Source passage -
1918 Andrew Carnegie Popularizes Pensions
With the aim of improving the financial security of instructors, and with direct prodding and involvement from Andrew Carnegie, the Carnegie Foundation for the Advancement of Teaching researched, planned, and opened for operation a new Teachers Insurance and Annuity Association in 1918. The foundation seeded the new entity with a $1 million grant. In the years following, TIAA received an additional $7 million of donations from Carnegie, and during its first two decades the fund was given free office space, and had all of its administrative expenses paid by Carnegie. TIAA-CREF grew so large by 1937 that the foundation spun it off as an independent, self-supporting company. A conservative investment strategy allowed it to not only survive but flourish during the Great Depression. Then when inflation made traditional annuities less attractive during the 1950s, the organization created innovative stock-savings accounts under its College Retirement Equities Fund umbrella.

Complete the following -
1. According to the passage on Andrew Carnegie and teacher pensions, how large was the grant that seeded the new association?
2. Resume the passage on Andrew Carnegie and teacher pensions from its final sentence.
You will not need the records for any of this.

Records for labeling and segmentation:
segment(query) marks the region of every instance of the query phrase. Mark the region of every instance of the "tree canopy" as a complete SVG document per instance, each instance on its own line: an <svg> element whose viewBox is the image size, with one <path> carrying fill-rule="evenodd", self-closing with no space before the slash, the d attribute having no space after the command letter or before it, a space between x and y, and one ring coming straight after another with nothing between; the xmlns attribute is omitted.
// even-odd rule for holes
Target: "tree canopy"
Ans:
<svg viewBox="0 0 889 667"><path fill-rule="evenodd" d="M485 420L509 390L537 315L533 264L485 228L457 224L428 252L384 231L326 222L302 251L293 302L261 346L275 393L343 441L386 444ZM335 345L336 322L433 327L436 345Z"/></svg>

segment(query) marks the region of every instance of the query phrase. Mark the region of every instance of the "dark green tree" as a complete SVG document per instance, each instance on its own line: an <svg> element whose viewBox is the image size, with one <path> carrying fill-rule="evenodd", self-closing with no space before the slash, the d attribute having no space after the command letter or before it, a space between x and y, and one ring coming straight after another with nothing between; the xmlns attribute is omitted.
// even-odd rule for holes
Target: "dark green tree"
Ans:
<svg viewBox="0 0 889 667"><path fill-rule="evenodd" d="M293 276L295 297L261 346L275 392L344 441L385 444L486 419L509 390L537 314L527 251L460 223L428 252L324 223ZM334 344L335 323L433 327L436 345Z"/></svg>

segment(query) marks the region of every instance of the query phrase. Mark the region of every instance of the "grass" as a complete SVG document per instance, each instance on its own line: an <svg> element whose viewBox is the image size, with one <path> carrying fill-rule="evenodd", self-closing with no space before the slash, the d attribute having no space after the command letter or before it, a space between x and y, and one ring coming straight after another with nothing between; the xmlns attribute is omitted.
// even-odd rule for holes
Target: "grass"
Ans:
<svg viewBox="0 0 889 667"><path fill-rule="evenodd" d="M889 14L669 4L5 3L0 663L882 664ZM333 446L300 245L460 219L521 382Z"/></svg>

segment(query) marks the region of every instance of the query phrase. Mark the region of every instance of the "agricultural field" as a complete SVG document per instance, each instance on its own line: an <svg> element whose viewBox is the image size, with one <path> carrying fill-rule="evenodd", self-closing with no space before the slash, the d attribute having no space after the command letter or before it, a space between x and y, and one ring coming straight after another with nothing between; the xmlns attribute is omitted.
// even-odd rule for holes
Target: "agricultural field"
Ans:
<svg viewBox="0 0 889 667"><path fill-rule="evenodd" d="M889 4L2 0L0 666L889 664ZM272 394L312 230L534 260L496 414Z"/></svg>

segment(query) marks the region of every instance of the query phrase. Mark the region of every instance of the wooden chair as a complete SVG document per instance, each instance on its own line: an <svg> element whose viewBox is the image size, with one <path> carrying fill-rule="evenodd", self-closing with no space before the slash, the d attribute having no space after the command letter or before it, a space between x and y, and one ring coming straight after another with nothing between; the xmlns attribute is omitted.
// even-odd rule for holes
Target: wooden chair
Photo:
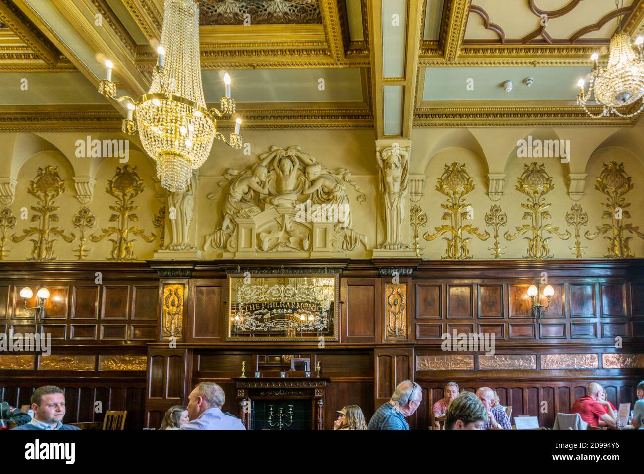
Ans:
<svg viewBox="0 0 644 474"><path fill-rule="evenodd" d="M125 417L127 415L127 410L108 411L103 419L103 430L125 430Z"/></svg>

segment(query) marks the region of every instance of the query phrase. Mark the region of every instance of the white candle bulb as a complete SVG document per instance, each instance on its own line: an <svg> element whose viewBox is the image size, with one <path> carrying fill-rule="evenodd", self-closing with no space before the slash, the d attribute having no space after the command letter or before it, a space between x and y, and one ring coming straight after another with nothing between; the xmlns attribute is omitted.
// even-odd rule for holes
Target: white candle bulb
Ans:
<svg viewBox="0 0 644 474"><path fill-rule="evenodd" d="M226 84L226 97L231 97L231 76L228 75L227 72L223 75L223 82Z"/></svg>
<svg viewBox="0 0 644 474"><path fill-rule="evenodd" d="M164 55L166 54L166 48L162 46L160 46L156 48L156 52L159 55L156 58L156 65L159 67L163 67L163 59Z"/></svg>
<svg viewBox="0 0 644 474"><path fill-rule="evenodd" d="M111 81L112 80L112 68L114 67L114 64L112 64L111 61L105 61L105 80Z"/></svg>

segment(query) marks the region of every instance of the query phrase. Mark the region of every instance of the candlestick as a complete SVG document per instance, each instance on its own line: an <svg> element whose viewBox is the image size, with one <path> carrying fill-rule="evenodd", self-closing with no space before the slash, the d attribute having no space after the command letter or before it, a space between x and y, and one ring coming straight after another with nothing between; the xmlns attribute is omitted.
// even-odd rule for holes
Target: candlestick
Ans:
<svg viewBox="0 0 644 474"><path fill-rule="evenodd" d="M223 82L226 84L226 97L231 97L231 76L228 75L227 72L223 75Z"/></svg>
<svg viewBox="0 0 644 474"><path fill-rule="evenodd" d="M105 80L111 81L112 80L112 68L114 67L114 64L112 64L111 61L105 61Z"/></svg>
<svg viewBox="0 0 644 474"><path fill-rule="evenodd" d="M156 52L158 54L158 56L156 58L156 65L160 68L163 67L163 59L164 55L166 54L166 48L162 46L160 46L156 48Z"/></svg>

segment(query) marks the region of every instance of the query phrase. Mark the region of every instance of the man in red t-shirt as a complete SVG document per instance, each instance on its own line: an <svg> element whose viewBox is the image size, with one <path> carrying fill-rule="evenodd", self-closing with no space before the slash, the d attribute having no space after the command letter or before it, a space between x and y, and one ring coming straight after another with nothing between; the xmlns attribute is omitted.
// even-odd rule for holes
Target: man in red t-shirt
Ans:
<svg viewBox="0 0 644 474"><path fill-rule="evenodd" d="M601 420L607 426L617 428L616 420L606 413L603 405L598 401L603 392L603 387L593 382L586 389L586 395L573 405L571 413L579 413L582 420L591 426L599 426L600 420Z"/></svg>

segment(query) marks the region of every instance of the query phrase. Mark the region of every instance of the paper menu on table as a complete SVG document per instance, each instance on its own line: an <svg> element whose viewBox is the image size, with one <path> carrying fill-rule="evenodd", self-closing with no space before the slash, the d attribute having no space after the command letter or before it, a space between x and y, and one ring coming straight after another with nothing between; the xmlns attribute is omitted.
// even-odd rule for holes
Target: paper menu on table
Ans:
<svg viewBox="0 0 644 474"><path fill-rule="evenodd" d="M620 410L617 413L617 419L621 422L622 426L625 426L629 422L629 413L630 411L630 403L620 403Z"/></svg>
<svg viewBox="0 0 644 474"><path fill-rule="evenodd" d="M515 426L517 430L538 430L539 419L537 417L515 417Z"/></svg>

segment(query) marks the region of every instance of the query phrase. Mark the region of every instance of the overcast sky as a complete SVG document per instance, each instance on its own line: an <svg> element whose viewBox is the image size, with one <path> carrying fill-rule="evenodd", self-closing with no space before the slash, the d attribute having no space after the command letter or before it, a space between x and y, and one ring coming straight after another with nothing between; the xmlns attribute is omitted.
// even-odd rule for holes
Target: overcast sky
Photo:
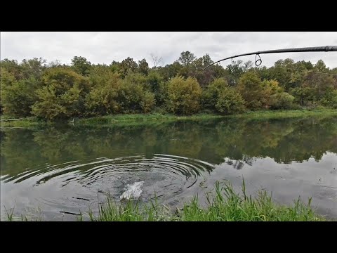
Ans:
<svg viewBox="0 0 337 253"><path fill-rule="evenodd" d="M69 64L74 56L83 56L91 63L110 64L130 56L135 60L145 58L152 66L151 53L169 64L184 51L197 57L209 53L216 61L256 51L333 45L337 45L336 32L1 32L1 59L42 57L48 62L59 60ZM313 63L322 59L328 67L337 67L337 52L274 53L261 58L267 66L291 58ZM244 61L254 58L240 58Z"/></svg>

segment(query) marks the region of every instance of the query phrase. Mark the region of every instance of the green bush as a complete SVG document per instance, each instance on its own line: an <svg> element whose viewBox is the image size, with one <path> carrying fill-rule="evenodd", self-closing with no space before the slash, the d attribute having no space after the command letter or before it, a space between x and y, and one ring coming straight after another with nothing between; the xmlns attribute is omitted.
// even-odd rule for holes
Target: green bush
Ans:
<svg viewBox="0 0 337 253"><path fill-rule="evenodd" d="M202 101L205 109L225 115L244 110L244 100L224 78L216 79L209 84L203 93Z"/></svg>
<svg viewBox="0 0 337 253"><path fill-rule="evenodd" d="M238 91L246 101L245 105L251 110L258 110L263 106L263 86L258 74L248 72L239 80Z"/></svg>
<svg viewBox="0 0 337 253"><path fill-rule="evenodd" d="M41 77L44 86L37 91L34 115L46 119L66 119L85 113L85 96L90 90L88 78L65 68L48 70Z"/></svg>
<svg viewBox="0 0 337 253"><path fill-rule="evenodd" d="M196 79L180 76L167 83L166 100L168 111L177 115L192 115L200 110L201 88Z"/></svg>

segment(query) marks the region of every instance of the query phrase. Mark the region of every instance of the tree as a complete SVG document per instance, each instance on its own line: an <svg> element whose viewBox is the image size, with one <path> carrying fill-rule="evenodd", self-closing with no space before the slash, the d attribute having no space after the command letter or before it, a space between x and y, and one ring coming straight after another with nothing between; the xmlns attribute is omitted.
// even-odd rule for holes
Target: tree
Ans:
<svg viewBox="0 0 337 253"><path fill-rule="evenodd" d="M244 100L224 78L216 79L209 85L204 92L203 105L224 115L244 110Z"/></svg>
<svg viewBox="0 0 337 253"><path fill-rule="evenodd" d="M140 73L145 75L147 75L149 74L150 67L145 59L138 61L138 68Z"/></svg>
<svg viewBox="0 0 337 253"><path fill-rule="evenodd" d="M31 116L31 106L37 100L35 91L39 86L34 77L2 86L1 105L4 113L17 117Z"/></svg>
<svg viewBox="0 0 337 253"><path fill-rule="evenodd" d="M77 73L83 76L87 76L91 69L91 63L81 56L74 56L72 59L72 65Z"/></svg>
<svg viewBox="0 0 337 253"><path fill-rule="evenodd" d="M28 79L30 77L39 78L42 72L46 69L46 60L34 58L33 59L22 60L20 64L21 78Z"/></svg>
<svg viewBox="0 0 337 253"><path fill-rule="evenodd" d="M246 101L247 108L257 110L262 107L262 82L256 72L248 72L242 74L237 88Z"/></svg>
<svg viewBox="0 0 337 253"><path fill-rule="evenodd" d="M153 53L151 53L151 60L152 60L153 67L156 68L157 67L161 67L164 65L163 58L161 57L159 57L155 56Z"/></svg>
<svg viewBox="0 0 337 253"><path fill-rule="evenodd" d="M190 51L184 51L180 53L178 60L183 66L187 66L192 63L195 59L195 56Z"/></svg>
<svg viewBox="0 0 337 253"><path fill-rule="evenodd" d="M240 113L244 111L244 100L232 87L221 90L216 104L218 112L224 115Z"/></svg>
<svg viewBox="0 0 337 253"><path fill-rule="evenodd" d="M90 91L88 78L69 69L55 67L48 70L41 81L44 86L37 91L38 100L32 107L34 115L53 120L85 113L85 97Z"/></svg>
<svg viewBox="0 0 337 253"><path fill-rule="evenodd" d="M136 72L138 65L133 58L128 57L126 59L121 61L119 67L119 73L121 74L121 77L124 78L128 72Z"/></svg>
<svg viewBox="0 0 337 253"><path fill-rule="evenodd" d="M201 89L196 79L177 76L167 84L167 110L178 115L191 115L200 109Z"/></svg>

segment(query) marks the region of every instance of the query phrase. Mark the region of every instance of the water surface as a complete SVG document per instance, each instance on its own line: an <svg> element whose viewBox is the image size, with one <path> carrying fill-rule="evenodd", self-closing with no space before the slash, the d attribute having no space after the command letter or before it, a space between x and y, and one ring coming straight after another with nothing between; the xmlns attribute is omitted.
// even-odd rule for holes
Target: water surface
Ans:
<svg viewBox="0 0 337 253"><path fill-rule="evenodd" d="M130 126L67 125L1 129L1 219L16 214L76 220L110 195L142 182L140 200L154 194L168 206L216 181L249 193L272 192L291 204L312 197L317 211L337 218L337 119L215 119Z"/></svg>

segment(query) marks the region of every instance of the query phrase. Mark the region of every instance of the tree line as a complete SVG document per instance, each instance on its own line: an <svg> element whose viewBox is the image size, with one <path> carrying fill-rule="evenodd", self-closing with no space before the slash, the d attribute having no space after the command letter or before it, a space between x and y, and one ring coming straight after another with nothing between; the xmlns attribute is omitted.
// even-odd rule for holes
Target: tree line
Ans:
<svg viewBox="0 0 337 253"><path fill-rule="evenodd" d="M74 56L70 65L42 58L1 61L1 112L48 120L123 113L337 108L337 68L323 60L279 60L270 67L233 61L223 67L206 54L184 51L172 64L154 67L128 57L110 65Z"/></svg>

Answers to each task -
1. $1 million.

2.
TIAA-CREF’s success and rapid growth allowed academics access to some of the best and most affordable financial services in the U.S. Carnegie’s example helped make retirement saving a common expectation among millions of middle-class workers in professions of all sorts. And the company itself became a model for other low-cost, high-quality, low-risk retirement and investment firms. By 2017, TIAA-CREF managed more than $907 billion of assets, and served more than five million individuals. Not only colleges but also many think tanks, community foundations, and other nonprofits rely on the company to manage the retirement plans of their employees.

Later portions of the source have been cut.